## GIVEN TASK
Rewrite every line of the entries below as a JSON list of strings, with one string per line and blank lines omitted.

● ● ● ● ●

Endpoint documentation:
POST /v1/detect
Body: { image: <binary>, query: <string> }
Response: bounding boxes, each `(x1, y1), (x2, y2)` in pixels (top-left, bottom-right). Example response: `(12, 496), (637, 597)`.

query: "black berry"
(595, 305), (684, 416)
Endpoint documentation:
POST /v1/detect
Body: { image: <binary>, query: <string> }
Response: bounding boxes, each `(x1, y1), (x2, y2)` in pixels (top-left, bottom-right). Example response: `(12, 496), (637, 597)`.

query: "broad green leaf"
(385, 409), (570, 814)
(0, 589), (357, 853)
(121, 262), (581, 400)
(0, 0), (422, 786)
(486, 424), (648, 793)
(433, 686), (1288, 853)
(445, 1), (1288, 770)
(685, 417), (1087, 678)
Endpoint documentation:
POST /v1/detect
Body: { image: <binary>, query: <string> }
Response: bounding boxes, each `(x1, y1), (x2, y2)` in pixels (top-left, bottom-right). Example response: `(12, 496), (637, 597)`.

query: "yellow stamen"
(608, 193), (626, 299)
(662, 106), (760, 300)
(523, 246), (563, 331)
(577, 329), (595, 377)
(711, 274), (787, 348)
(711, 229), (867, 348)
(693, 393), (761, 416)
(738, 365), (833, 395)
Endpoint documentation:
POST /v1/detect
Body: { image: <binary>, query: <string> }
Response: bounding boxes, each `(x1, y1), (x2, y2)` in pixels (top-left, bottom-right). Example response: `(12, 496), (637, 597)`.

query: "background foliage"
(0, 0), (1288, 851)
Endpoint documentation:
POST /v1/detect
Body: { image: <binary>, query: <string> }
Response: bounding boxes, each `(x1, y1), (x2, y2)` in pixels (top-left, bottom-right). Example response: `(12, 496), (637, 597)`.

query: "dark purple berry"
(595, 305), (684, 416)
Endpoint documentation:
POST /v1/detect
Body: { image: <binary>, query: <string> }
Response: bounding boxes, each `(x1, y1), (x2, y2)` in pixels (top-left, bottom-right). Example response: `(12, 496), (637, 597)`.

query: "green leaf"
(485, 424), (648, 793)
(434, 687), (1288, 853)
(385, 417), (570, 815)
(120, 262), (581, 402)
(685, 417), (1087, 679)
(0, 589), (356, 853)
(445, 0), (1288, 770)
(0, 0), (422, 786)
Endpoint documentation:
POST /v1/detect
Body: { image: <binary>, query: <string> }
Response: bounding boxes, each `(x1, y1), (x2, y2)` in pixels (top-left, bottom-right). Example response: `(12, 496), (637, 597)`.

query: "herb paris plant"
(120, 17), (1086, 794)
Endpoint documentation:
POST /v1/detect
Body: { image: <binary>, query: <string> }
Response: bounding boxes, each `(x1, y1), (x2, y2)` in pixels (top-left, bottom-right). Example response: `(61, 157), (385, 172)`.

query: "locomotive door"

● ● ● ● ●

## EXPECTED ANSWER
[
  "Endpoint documentation:",
  "POST /v1/detect",
  "Body: { image: <binary>, query: <string> }",
  "Response: bounding boxes, each `(x1, y1), (x2, y2)` in pixels (top-left, bottom-right). Example response: `(12, 496), (637, 597)`.",
  "query: \"black berry\"",
  "(595, 305), (684, 416)",
  "Endpoint documentation:",
  "POST /v1/detect",
  "Body: { image: <binary>, query: <string> }",
  "Response: bounding boxes, each `(x1, y1), (x2, y2)` in pixels (top-left, bottom-right). Example response: `(12, 496), (637, 597)`.",
  "query: \"broad green leaf\"",
  "(385, 409), (570, 814)",
  "(0, 589), (357, 853)",
  "(121, 262), (581, 400)",
  "(0, 0), (422, 786)",
  "(486, 424), (648, 793)",
  "(433, 686), (1288, 853)",
  "(445, 1), (1288, 770)",
  "(685, 417), (1087, 678)",
  "Endpoint documentation:",
  "POST /v1/detect",
  "Body: { image: <binary>, query: <string> }",
  "Response: bounding boxes, each `(x1, y1), (x2, y2)` in pixels (top-left, bottom-right). Example response: `(12, 496), (637, 597)`.",
  "query: \"yellow stamen\"",
  "(608, 193), (626, 299)",
  "(662, 106), (760, 300)",
  "(523, 246), (563, 331)",
  "(577, 329), (595, 377)",
  "(711, 274), (787, 348)",
  "(711, 229), (867, 348)",
  "(693, 393), (761, 416)",
  "(738, 365), (833, 395)",
  "Endpoint documentation:",
  "POST /v1/detect",
  "Body: { image: <binary>, query: <string> }",
  "Response: bounding boxes, each `(x1, y1), (x2, y2)` in pixels (top-left, bottom-right). Example response: `(12, 496), (637, 597)`.",
  "query: \"background foliage\"",
  "(0, 0), (1288, 851)",
  "Endpoint documentation:",
  "POST /v1/detect",
  "Body: { image: <binary>, query: <string> }",
  "Response: bounding boxes, each `(x1, y1), (x2, y2)` in pixels (top-left, bottom-right). Example response: `(12, 496), (637, 597)`.",
  "query: \"dark purple berry\"",
  "(595, 305), (684, 416)",
  "Endpoint documentation:",
  "POST /v1/detect",
  "Body: { image: <binary>, query: <string> }",
  "Response: bounding boxes, each `(x1, y1), (x2, y2)` in pixels (top-left, bottom-right). Example response: `(12, 496), (637, 597)`.",
  "query: \"green leaf\"",
  "(485, 424), (648, 793)",
  "(434, 687), (1288, 853)",
  "(385, 417), (570, 815)",
  "(120, 262), (581, 402)",
  "(685, 417), (1087, 679)",
  "(0, 589), (356, 853)",
  "(445, 0), (1288, 770)",
  "(0, 0), (422, 786)",
  "Endpoint documentation:",
  "POST /v1/detect",
  "Body: { image: <binary>, query: <string> }",
  "Response: bounding boxes, each `(x1, y1), (x2, y2)` in pixels (top-left, bottom-right). Example response: `(12, 496), (637, 597)`.",
  "query: \"herb paris plant\"",
  "(120, 17), (1086, 794)",
  "Endpoint documentation:",
  "POST /v1/detect",
  "Body: { image: <binary>, query: <string> }",
  "Response: bounding boxes, each `(x1, y1), (x2, y2)` in pixels (top-left, bottom-right). Example response: `(61, 157), (385, 172)`.",
  "query: \"locomotive door\""
]